▶ Exercise task 1: Please output as a numbered list, with blank lines left out, the stretch of the listing from the line containing "A single marker falls on each instance of the white headband" through the end of the listing.

▶ Selected text:
White/white pearl dominates the global automotive color popularity ranks for the second consecutive year, according to the 2012 DuPont Automotive Color Popularity Report, released today. Black/black effect moves into second place in the global ranks this year, largely due to the increased popularity in the Asia Pacific market as this color has a worldwide perception of high quality and luxury. Silver fell to third, as its popularity has waned due to its overall gradual decline, especially in the critical large automotive markets of Europe and Asia.
The DuPont report, in its 60th year, is the largest and longest running report of its kind in the automotive industry. It is the only report to include global automotive color popularity rankings and regional trends from 11 leading automotive regions of the world.
White/white pearl moved to top the ranks in Europe in 2012, and was in the leading position as the most popular car color in North America (U.S. and Canada), Japan, South Korea, Russia, South Africa and Mexico. Overall, white/white pearl represents 23 percent of the global market in DuPont’s 2012 report.
Over the past decade, white has held significant rankings in automotive color popularity and is widely seen in other consumer products worldwide. During this timeframe, white’s popularity had been highlighted across all vehicle segments, though historically, it had been most popular among the truck segment. Past advancements in pearlescent whites enabled this color to initially break into the luxury segments.

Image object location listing
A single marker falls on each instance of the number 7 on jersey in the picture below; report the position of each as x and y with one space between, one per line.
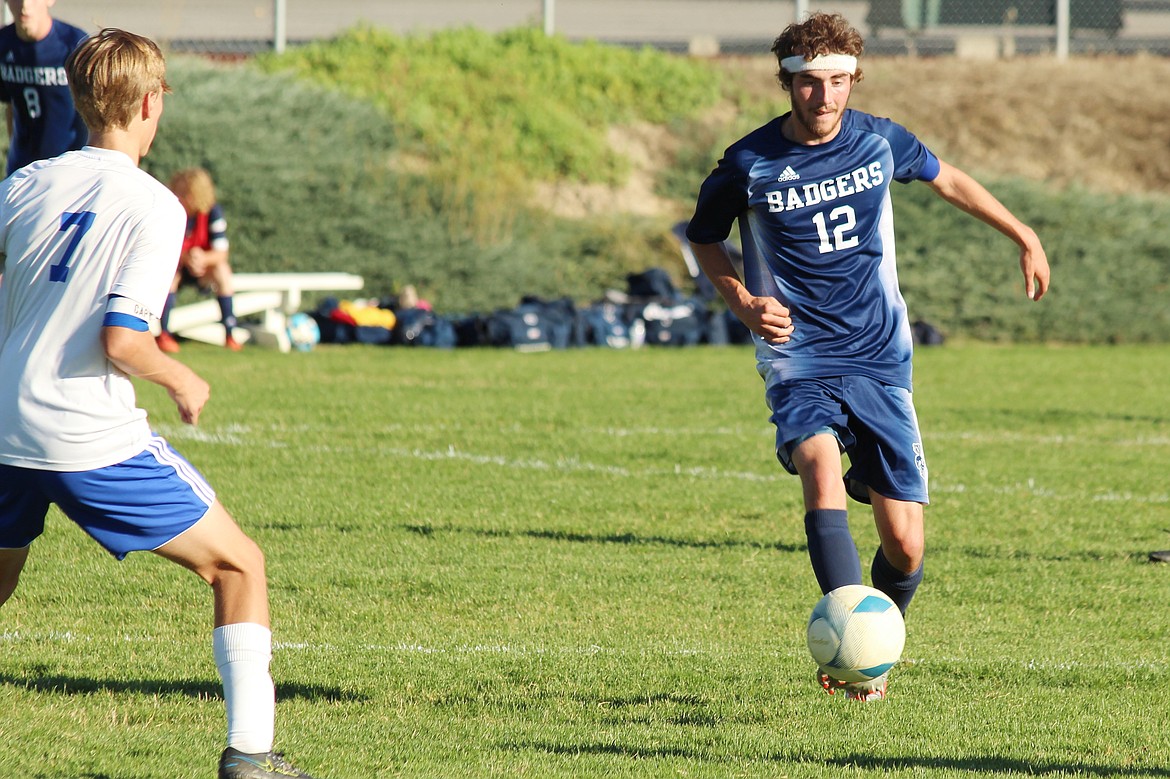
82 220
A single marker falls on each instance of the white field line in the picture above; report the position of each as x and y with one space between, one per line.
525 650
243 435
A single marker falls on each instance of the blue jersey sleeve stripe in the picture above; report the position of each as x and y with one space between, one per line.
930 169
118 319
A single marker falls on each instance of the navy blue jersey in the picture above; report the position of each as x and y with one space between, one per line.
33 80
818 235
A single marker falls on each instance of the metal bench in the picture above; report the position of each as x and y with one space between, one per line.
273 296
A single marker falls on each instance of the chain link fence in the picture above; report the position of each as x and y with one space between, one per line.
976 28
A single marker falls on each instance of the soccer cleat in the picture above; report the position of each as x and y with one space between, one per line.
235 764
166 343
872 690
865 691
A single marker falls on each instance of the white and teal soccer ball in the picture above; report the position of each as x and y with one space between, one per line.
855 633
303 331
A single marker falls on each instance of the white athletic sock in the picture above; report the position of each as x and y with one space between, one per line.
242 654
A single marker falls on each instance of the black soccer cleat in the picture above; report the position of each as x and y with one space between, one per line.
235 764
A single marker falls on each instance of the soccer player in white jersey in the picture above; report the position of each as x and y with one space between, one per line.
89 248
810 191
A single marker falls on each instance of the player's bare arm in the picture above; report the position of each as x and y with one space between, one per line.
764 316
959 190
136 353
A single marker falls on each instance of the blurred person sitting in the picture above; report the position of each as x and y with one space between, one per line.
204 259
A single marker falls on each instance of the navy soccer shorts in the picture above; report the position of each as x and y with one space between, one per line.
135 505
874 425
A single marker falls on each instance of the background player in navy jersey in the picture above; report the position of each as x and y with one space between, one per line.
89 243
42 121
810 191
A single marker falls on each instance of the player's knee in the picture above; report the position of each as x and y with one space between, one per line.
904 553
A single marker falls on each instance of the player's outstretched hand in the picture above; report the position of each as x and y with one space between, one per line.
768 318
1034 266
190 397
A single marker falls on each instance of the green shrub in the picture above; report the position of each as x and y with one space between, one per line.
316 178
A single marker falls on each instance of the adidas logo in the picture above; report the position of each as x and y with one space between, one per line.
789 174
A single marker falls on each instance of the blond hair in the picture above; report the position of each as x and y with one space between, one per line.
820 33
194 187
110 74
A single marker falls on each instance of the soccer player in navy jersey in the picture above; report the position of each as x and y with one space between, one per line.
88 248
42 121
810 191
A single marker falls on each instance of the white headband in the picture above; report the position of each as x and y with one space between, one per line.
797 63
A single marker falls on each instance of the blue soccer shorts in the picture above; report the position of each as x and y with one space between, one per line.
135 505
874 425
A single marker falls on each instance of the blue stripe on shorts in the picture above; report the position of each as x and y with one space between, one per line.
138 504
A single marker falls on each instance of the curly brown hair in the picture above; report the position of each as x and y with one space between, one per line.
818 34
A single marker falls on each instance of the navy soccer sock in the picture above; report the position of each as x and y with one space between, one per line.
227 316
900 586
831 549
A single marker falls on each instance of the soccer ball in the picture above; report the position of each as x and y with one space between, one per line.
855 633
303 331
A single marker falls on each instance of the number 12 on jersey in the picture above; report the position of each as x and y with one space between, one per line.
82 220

▶ Exercise task 2: In the passage on automotive color popularity, name the colors ranked first, second, and third in the 2012 global ranks, in that order.

▶ Reply 1:
1. A single marker falls on each instance of the white headband in the picture above; report the position of each as x and y with one space between, one per line.
2. 797 63
3. A single marker falls on each instance of the blue soccer shorts in the picture above; report the position of each as x and y with one space between, one per line.
4. 135 505
5. 874 425
6. A single marker falls on each instance of the blue stripe on shorts in the picture above; report the position of each as x and y with one space between, one per line.
7. 138 504
8. A single marker falls on each instance of the curly brown hair in the picture above; report the position of each as x and y with one space between, one per line.
9. 818 34
10. A single marker falls on each instance of the navy soccer sock in the picture above; report the position of each as x and y with one space between, one per line.
11. 227 316
12. 900 586
13. 831 549
14. A single marker falls on each instance of the soccer ball in the picture above; report the position of each as x and y with one space between, one per line.
15. 855 633
16. 303 331
17. A single marker falls on each instance of the number 12 on jersey in the picture above; report the position of each as x and y with one space between, one per line.
18. 82 220

▶ Reply 2:
1. White/white pearl
2. Black/black effect
3. Silver